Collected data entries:
=== Begin Enclosure ===

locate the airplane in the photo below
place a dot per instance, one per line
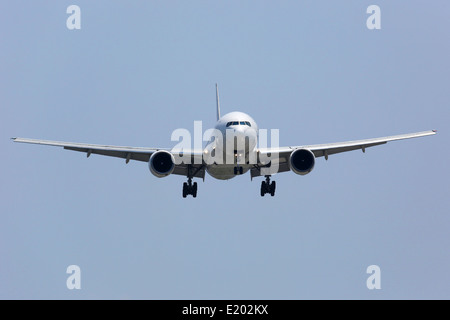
(242, 147)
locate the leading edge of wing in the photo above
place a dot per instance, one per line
(77, 145)
(354, 144)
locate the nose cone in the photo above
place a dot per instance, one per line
(242, 138)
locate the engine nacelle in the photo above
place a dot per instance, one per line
(302, 161)
(161, 163)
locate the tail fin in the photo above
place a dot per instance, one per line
(217, 102)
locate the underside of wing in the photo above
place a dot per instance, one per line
(127, 153)
(282, 155)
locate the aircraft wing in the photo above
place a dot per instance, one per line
(127, 153)
(327, 149)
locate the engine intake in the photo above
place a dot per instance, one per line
(161, 163)
(302, 161)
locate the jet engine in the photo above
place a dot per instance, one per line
(161, 163)
(302, 161)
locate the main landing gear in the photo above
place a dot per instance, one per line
(189, 188)
(268, 187)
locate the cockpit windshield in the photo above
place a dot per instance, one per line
(236, 123)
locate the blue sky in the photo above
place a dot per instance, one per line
(138, 70)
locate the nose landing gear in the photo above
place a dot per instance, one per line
(189, 188)
(238, 170)
(268, 187)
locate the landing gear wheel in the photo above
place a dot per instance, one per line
(184, 189)
(268, 187)
(189, 188)
(194, 190)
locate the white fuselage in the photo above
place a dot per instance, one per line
(234, 145)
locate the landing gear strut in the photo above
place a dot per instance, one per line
(189, 188)
(268, 187)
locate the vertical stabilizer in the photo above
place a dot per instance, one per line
(217, 102)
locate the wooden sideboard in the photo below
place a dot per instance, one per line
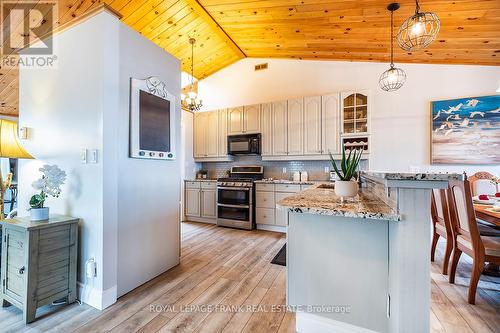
(38, 262)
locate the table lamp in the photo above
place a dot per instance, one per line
(10, 147)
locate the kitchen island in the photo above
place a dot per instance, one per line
(362, 264)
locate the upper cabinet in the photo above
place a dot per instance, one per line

=== End Enclosure ===

- AIM OF THE TASK -
How many lines of the entries include the string "engine"? Answer with a number and no other words.

- TASK ANSWER -
3